> **Aim of the exercise**:
Give back, word for word, everything from the line containing "Can you find the black belt?" down to the end of the material. Leave the pictures out of your answer.
■ ■ ■ ■ ■
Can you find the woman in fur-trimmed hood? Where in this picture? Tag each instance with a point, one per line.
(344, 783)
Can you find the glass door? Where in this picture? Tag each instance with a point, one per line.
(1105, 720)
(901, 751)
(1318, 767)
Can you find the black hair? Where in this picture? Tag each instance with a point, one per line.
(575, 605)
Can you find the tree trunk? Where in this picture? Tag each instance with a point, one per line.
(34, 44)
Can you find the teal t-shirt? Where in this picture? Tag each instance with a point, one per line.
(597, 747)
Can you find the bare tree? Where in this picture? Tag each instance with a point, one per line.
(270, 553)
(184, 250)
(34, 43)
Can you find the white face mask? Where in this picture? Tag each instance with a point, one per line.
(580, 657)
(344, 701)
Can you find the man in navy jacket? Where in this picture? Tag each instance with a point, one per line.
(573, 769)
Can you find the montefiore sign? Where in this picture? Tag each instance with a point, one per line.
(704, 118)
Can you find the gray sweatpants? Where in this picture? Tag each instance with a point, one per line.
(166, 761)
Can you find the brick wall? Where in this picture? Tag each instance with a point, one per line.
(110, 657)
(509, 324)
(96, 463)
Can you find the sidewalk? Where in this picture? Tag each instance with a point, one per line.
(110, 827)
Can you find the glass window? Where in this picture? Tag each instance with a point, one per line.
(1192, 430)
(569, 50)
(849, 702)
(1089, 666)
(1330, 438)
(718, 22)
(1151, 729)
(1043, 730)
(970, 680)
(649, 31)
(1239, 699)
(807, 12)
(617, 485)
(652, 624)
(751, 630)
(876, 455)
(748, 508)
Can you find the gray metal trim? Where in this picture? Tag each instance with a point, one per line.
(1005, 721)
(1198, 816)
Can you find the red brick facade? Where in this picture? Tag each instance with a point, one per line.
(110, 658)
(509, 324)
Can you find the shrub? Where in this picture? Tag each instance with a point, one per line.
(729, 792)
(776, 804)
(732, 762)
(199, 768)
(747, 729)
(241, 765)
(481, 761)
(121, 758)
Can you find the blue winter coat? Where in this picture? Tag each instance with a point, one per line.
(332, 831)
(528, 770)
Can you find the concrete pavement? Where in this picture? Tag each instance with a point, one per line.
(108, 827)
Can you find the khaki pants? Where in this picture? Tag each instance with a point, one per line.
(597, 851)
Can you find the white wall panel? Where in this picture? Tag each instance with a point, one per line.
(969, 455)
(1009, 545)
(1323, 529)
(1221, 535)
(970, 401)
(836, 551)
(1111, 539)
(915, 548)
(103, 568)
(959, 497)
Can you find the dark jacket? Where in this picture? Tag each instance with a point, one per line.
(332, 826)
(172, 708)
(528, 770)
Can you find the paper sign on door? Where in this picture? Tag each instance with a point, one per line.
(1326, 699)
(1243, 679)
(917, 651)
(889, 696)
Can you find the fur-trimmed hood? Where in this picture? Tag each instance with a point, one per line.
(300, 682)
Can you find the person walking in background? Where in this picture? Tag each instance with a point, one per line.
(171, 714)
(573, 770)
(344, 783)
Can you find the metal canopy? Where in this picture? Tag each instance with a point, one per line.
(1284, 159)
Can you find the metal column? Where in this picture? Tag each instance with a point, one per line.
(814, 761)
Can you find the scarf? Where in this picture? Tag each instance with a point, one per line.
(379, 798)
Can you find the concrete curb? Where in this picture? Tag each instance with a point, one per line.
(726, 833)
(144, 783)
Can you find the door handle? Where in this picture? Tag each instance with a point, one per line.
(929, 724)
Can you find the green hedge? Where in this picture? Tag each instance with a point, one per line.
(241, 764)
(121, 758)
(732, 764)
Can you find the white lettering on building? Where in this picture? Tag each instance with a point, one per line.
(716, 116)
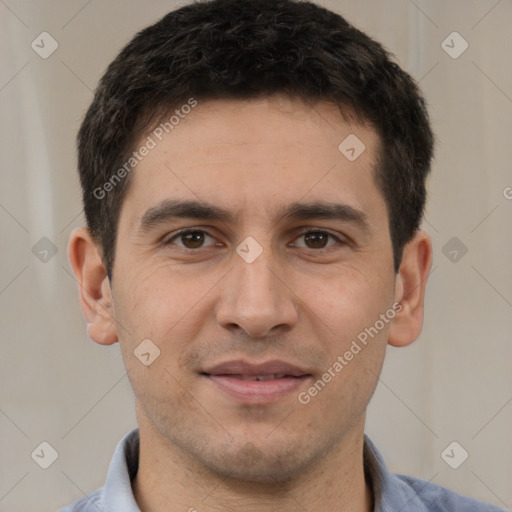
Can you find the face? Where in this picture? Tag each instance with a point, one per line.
(293, 262)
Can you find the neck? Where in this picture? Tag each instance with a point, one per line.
(168, 480)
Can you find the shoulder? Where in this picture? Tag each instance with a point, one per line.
(90, 503)
(439, 499)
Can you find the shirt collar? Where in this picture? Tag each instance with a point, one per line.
(391, 494)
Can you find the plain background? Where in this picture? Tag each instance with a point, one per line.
(453, 384)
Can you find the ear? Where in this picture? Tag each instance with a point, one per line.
(94, 287)
(410, 286)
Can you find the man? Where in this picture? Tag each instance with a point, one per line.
(253, 178)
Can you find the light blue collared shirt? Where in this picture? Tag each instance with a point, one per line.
(392, 493)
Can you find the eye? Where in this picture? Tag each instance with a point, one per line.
(317, 239)
(190, 239)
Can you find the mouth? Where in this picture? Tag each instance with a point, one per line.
(256, 383)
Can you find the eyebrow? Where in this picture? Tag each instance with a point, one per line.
(171, 209)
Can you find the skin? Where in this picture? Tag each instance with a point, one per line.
(298, 301)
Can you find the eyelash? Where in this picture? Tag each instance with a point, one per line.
(170, 241)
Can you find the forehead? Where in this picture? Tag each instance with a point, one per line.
(256, 156)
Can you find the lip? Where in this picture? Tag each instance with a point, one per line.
(228, 378)
(241, 367)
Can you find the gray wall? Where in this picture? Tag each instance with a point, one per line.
(453, 384)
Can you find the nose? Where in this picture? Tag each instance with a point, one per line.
(257, 298)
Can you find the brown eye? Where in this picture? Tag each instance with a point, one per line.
(190, 239)
(317, 240)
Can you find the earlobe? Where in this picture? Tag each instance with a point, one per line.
(410, 287)
(94, 287)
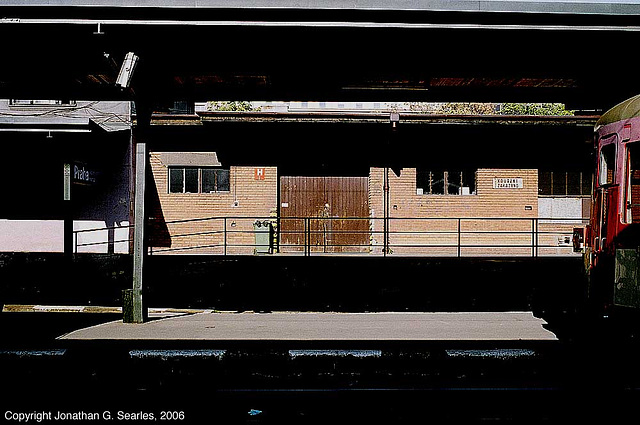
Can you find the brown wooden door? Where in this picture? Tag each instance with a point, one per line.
(327, 214)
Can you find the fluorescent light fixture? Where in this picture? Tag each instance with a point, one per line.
(126, 70)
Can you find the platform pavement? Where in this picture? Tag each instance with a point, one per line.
(314, 326)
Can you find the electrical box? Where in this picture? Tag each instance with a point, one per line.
(263, 232)
(625, 289)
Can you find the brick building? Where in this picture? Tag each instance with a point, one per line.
(200, 207)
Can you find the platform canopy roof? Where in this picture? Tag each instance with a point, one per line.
(495, 51)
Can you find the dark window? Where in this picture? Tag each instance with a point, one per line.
(183, 180)
(439, 182)
(215, 180)
(544, 183)
(198, 180)
(176, 180)
(607, 164)
(191, 180)
(564, 183)
(573, 183)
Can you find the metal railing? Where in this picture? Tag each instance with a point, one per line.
(372, 236)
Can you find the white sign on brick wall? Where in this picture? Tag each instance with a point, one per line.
(507, 183)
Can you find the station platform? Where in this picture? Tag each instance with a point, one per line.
(310, 326)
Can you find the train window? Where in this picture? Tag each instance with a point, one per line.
(633, 184)
(607, 164)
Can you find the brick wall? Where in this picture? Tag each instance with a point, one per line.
(255, 198)
(436, 232)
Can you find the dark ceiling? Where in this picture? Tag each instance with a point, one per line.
(224, 54)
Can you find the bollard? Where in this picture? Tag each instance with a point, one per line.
(130, 307)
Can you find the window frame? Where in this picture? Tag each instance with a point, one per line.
(200, 179)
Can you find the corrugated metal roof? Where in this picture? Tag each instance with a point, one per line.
(190, 159)
(521, 6)
(630, 108)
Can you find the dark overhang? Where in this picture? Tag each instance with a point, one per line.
(494, 51)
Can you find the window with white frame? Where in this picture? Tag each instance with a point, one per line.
(198, 180)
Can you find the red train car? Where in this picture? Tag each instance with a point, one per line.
(612, 239)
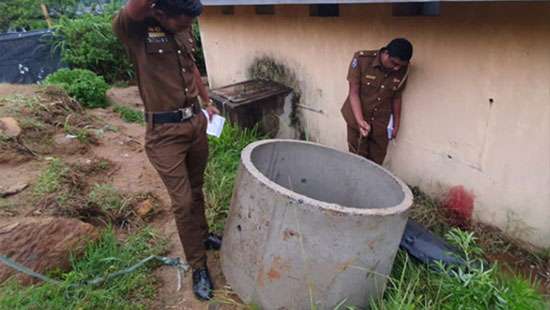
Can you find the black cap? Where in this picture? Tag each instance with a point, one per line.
(191, 8)
(400, 48)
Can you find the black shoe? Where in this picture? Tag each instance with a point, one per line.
(213, 242)
(202, 285)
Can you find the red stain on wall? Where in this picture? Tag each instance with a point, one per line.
(459, 205)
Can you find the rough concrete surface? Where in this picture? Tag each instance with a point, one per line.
(311, 225)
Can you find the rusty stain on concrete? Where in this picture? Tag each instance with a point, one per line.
(288, 233)
(278, 266)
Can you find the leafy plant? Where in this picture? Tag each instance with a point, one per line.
(51, 178)
(221, 171)
(84, 85)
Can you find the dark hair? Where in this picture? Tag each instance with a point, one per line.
(400, 48)
(191, 8)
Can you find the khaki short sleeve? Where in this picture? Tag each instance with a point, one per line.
(399, 92)
(354, 71)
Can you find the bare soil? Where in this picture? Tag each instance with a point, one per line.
(131, 172)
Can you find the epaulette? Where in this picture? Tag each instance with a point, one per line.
(367, 53)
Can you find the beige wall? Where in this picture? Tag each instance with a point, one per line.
(451, 135)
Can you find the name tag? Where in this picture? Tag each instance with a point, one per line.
(156, 35)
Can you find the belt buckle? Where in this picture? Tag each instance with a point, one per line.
(186, 113)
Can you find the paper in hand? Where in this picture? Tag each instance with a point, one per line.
(215, 125)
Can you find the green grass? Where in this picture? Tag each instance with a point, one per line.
(106, 197)
(477, 285)
(51, 178)
(129, 115)
(131, 291)
(221, 171)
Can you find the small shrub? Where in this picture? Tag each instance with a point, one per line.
(84, 85)
(475, 285)
(223, 163)
(50, 180)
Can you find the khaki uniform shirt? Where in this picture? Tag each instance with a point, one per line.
(164, 62)
(377, 88)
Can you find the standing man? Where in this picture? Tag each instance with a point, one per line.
(157, 36)
(376, 81)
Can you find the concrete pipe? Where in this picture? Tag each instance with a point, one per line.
(311, 226)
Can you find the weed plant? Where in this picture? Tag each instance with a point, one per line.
(221, 171)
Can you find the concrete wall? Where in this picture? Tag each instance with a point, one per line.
(451, 133)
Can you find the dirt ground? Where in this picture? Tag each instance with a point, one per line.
(123, 147)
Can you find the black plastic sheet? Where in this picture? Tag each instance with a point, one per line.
(27, 57)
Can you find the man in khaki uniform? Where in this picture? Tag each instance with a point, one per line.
(376, 81)
(157, 35)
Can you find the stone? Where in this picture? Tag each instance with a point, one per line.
(43, 244)
(9, 127)
(144, 208)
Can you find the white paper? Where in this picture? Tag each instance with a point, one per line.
(390, 128)
(215, 125)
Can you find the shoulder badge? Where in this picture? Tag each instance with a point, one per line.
(354, 63)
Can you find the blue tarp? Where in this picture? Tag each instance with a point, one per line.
(27, 57)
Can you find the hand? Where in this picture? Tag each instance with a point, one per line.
(211, 109)
(364, 128)
(394, 132)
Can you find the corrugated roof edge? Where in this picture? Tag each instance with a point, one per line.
(273, 2)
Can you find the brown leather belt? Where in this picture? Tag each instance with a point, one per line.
(177, 116)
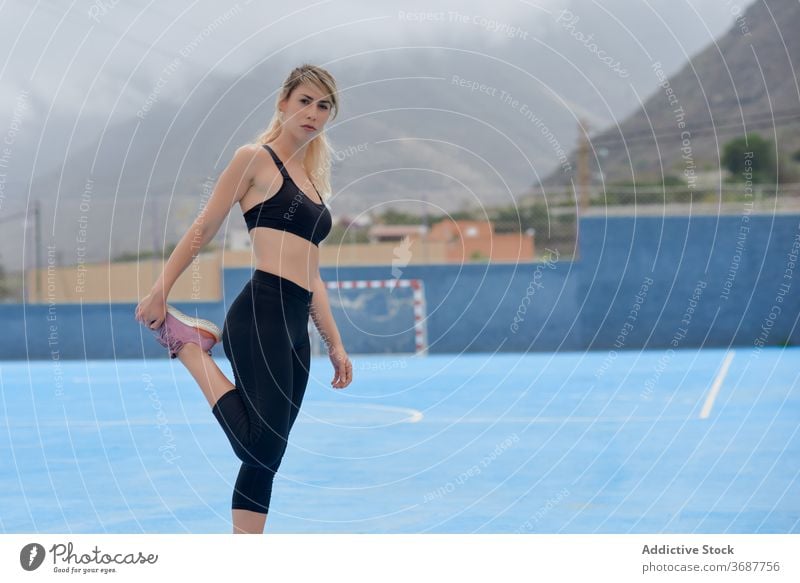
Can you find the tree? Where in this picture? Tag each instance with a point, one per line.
(750, 153)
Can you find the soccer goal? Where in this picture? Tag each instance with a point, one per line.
(377, 316)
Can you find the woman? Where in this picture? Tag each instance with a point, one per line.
(265, 334)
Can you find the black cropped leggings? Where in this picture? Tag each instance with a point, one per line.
(265, 337)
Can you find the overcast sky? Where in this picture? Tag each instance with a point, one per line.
(61, 49)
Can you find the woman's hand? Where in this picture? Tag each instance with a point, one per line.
(152, 310)
(343, 368)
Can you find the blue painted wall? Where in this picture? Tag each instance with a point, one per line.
(640, 282)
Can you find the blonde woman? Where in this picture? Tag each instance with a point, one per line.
(265, 334)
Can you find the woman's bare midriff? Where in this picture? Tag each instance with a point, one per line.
(285, 254)
(280, 252)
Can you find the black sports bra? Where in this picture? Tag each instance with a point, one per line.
(291, 210)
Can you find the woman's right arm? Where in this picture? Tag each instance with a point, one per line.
(231, 186)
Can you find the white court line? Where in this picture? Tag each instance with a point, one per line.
(712, 394)
(575, 419)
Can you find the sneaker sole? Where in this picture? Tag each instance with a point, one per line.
(199, 323)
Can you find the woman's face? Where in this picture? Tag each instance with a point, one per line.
(306, 111)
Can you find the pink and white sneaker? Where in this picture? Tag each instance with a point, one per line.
(178, 329)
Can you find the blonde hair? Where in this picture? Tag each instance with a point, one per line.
(318, 152)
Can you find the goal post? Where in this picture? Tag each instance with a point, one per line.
(377, 316)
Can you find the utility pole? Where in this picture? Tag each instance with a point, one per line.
(583, 178)
(37, 229)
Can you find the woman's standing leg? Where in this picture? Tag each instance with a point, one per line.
(256, 417)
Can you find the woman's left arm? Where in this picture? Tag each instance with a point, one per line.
(323, 320)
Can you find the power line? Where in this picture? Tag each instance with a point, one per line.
(703, 128)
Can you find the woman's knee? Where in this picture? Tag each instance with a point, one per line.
(265, 451)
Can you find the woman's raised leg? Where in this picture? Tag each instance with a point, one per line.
(205, 371)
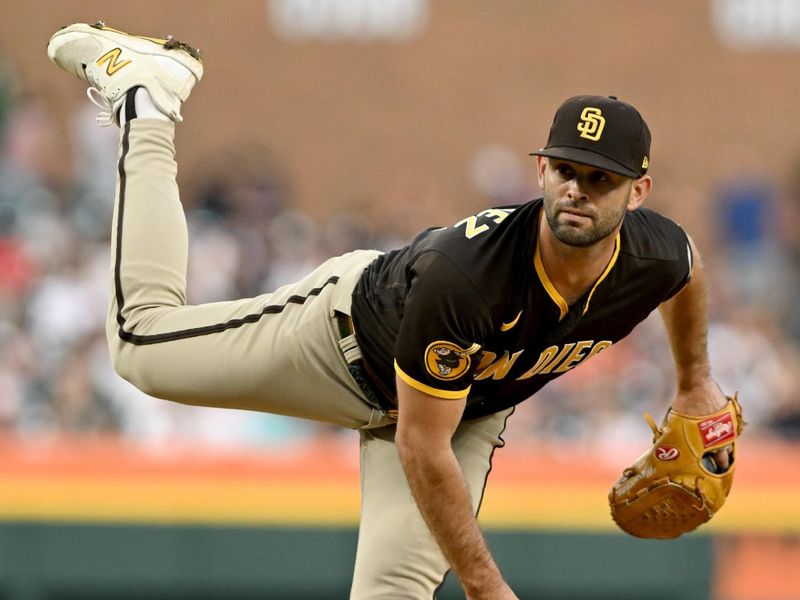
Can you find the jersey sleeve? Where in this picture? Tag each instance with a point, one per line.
(685, 262)
(444, 322)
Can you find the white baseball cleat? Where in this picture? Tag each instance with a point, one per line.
(114, 62)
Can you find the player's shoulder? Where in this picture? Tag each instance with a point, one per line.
(650, 235)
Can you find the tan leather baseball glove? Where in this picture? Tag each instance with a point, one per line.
(676, 485)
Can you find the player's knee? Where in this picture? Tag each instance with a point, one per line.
(131, 365)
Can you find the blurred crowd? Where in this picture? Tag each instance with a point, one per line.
(247, 236)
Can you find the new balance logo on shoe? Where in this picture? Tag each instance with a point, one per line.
(112, 58)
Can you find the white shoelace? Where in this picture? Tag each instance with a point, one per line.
(106, 115)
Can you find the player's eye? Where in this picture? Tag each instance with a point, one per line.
(565, 170)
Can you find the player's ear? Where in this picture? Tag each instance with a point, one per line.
(639, 191)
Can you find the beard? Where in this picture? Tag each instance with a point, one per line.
(602, 224)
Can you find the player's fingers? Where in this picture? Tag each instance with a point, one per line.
(720, 460)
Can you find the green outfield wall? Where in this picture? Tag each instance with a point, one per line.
(56, 561)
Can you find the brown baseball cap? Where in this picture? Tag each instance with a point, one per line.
(600, 131)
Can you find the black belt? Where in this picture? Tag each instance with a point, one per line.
(361, 373)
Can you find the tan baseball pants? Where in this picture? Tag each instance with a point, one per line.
(278, 353)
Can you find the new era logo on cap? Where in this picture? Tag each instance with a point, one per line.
(600, 131)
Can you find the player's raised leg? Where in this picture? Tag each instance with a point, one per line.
(239, 354)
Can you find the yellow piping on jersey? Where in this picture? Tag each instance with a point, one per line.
(507, 326)
(445, 394)
(610, 265)
(553, 292)
(548, 285)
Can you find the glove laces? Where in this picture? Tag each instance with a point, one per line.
(105, 117)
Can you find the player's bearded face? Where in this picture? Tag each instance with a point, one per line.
(583, 205)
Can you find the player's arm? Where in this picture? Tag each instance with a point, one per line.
(425, 427)
(685, 316)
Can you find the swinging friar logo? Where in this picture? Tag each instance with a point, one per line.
(445, 360)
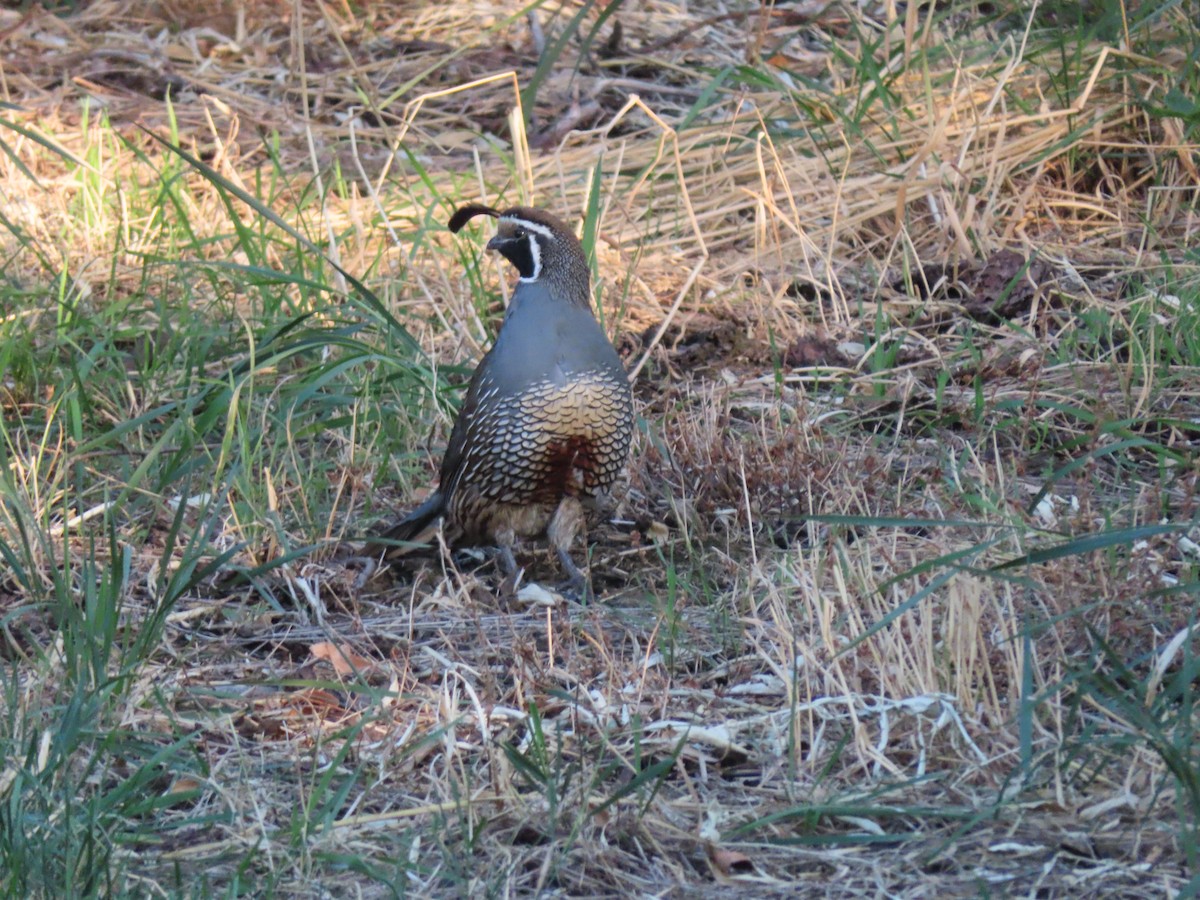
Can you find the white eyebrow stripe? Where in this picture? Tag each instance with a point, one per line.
■ ■ ■ ■ ■
> **Written solution**:
Can you find the black belt? Where in this picture? Tag each instance with a point, one per line.
(361, 373)
Can you find the tan baseball pants? Where in this picture? Tag each instance with a point, one per line.
(278, 353)
Can you find the new era logo on cap? Where in this picture? Tag each instance with a point, one per line.
(600, 131)
Can you find the player's raised leg? Where in this picture? Tag each instance with a point, one per line.
(239, 354)
Can you find the yellow piping on jersey? Where in this picture? Tag each instance with a point, one per line.
(507, 326)
(445, 394)
(610, 265)
(553, 292)
(548, 285)
Can you find the glove laces? Where in this picture? Tag each instance with a point, one per line.
(105, 117)
Can you find the player's bearded face? Where in this picture? Tag each instance with a point, one per line.
(583, 205)
Can you find the player's arm? Where in this picture? Tag each instance with a point, one per line.
(425, 427)
(685, 316)
Can you find the swinging friar logo? Where in this picture? Tag each instance with a point, one per line.
(445, 360)
Can you find the white eyebrow stripe? Where in this picture? Tag each instance with a point, one per line.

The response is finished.